Data excerpts –
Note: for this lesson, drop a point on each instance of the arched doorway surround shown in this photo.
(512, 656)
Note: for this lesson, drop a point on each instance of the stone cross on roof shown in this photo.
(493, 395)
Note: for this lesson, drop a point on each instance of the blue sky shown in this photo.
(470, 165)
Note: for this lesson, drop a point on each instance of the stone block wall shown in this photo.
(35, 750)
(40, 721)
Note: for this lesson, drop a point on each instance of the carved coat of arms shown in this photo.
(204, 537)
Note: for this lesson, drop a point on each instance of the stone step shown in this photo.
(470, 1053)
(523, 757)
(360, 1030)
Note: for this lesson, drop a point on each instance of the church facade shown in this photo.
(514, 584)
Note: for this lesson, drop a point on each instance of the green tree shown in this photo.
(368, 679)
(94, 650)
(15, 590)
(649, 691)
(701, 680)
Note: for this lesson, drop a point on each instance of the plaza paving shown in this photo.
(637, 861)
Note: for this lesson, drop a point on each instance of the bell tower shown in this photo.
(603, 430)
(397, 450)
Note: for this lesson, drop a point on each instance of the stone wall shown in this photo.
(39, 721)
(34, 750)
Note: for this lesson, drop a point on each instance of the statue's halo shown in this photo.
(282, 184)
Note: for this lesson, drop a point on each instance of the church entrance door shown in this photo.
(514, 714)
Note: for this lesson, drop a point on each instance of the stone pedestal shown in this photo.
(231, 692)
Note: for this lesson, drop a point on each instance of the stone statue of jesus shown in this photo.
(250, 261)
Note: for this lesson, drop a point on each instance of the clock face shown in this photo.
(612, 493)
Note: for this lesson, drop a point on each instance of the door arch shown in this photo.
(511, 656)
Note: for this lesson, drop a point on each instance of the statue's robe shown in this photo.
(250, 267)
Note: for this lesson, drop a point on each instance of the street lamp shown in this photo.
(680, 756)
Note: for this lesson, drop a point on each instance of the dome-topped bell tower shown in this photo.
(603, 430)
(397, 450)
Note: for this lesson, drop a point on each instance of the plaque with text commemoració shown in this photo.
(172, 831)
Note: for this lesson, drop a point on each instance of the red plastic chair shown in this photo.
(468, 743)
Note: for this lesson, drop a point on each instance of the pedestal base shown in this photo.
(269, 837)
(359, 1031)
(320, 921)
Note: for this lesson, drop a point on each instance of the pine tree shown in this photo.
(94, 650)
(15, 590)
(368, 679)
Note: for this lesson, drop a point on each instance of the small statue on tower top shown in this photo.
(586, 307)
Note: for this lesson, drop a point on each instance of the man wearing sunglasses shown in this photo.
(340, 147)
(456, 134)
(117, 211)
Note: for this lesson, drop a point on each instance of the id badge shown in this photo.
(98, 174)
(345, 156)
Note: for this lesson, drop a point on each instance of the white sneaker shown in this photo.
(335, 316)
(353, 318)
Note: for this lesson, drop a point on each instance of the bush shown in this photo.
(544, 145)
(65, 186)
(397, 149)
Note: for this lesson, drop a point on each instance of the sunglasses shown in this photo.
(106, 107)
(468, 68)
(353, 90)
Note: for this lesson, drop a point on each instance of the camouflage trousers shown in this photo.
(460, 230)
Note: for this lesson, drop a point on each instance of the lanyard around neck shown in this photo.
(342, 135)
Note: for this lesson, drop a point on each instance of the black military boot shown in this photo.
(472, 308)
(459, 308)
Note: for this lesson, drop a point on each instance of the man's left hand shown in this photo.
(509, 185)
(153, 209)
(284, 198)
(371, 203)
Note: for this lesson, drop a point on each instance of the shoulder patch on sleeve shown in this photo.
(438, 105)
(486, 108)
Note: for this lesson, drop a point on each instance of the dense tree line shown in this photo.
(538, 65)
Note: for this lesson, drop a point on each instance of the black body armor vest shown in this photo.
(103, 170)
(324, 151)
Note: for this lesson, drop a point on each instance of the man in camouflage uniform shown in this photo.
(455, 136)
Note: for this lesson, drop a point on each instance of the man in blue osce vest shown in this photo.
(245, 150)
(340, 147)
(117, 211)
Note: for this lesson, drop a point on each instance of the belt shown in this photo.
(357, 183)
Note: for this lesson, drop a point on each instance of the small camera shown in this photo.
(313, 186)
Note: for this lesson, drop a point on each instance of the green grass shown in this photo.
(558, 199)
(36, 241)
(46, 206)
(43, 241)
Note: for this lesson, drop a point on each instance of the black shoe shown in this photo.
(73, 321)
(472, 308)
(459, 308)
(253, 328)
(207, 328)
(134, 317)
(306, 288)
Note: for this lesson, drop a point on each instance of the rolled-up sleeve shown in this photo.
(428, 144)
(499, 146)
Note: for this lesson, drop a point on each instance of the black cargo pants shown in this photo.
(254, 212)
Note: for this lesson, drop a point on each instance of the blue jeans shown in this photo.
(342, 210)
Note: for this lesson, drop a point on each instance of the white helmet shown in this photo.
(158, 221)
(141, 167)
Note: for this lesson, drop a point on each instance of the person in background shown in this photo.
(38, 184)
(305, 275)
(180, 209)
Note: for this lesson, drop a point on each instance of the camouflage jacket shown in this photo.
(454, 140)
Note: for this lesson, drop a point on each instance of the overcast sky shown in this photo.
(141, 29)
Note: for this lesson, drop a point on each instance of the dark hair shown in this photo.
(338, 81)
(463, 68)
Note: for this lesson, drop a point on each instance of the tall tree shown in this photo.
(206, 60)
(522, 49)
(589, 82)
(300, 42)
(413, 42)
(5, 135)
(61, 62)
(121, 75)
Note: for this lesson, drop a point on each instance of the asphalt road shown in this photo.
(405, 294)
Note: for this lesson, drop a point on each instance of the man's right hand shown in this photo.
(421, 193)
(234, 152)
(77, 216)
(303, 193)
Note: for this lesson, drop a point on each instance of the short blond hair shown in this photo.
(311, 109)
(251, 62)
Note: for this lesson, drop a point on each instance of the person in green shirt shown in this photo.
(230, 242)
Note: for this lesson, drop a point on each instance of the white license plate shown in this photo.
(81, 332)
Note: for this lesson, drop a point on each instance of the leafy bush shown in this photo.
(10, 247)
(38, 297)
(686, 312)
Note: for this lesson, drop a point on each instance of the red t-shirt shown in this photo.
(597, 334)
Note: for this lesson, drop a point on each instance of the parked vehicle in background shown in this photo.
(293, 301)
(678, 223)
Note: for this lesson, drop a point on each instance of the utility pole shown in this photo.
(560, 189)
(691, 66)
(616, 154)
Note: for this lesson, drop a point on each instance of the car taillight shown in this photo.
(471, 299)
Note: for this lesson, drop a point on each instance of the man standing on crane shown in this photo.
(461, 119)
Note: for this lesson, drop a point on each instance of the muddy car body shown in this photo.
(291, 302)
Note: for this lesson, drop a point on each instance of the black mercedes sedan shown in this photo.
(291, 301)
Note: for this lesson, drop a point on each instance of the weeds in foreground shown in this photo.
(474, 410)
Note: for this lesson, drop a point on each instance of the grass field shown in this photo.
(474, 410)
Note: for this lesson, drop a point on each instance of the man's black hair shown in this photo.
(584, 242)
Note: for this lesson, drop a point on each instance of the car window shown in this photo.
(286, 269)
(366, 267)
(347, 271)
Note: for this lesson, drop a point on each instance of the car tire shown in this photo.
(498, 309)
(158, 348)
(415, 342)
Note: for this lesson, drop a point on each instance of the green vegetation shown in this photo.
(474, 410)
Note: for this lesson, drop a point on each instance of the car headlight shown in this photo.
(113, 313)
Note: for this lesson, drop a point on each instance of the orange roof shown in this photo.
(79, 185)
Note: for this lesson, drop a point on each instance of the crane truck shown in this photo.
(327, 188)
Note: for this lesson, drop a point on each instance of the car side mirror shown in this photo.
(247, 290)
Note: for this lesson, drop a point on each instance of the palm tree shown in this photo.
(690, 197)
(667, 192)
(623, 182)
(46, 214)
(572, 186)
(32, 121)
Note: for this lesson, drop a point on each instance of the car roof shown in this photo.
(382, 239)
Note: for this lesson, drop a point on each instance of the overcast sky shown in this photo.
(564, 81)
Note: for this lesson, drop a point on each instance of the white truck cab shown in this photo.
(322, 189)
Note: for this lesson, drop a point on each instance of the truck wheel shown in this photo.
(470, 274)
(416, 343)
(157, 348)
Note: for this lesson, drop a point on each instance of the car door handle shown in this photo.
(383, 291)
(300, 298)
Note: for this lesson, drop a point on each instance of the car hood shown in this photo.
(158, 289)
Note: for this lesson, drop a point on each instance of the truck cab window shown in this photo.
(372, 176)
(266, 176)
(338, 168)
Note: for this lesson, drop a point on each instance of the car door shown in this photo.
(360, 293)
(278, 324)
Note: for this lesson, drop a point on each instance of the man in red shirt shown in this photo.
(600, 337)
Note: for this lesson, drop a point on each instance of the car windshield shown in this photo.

Task details – Where the line containing "wheel shown in this photo." appears in the records above, begin copying and continue through the last line; copy each line exactly and include no others.

Exercise result –
Note: for this lesson, drop a point on each instance of the truck wheel shown in this photo.
(470, 274)
(416, 343)
(157, 348)
Note: for this lesson, drop a point on each instance of the car door handle shown in this photo.
(383, 291)
(300, 298)
Note: for this lesson, drop a point on each instance of the car hood shown in this photo.
(158, 289)
Note: for this lesson, drop a point on each instance of the truck cab window shown in this photo.
(372, 176)
(266, 176)
(338, 168)
Note: for this lesson, drop a point on each instance of the car door shown in this photo.
(360, 293)
(278, 324)
Note: for this lesson, drop a point on each instance of the man in red shirt shown in this photo.
(600, 337)
Note: for this lesson, drop a point on each instance of the car windshield shown in this photo.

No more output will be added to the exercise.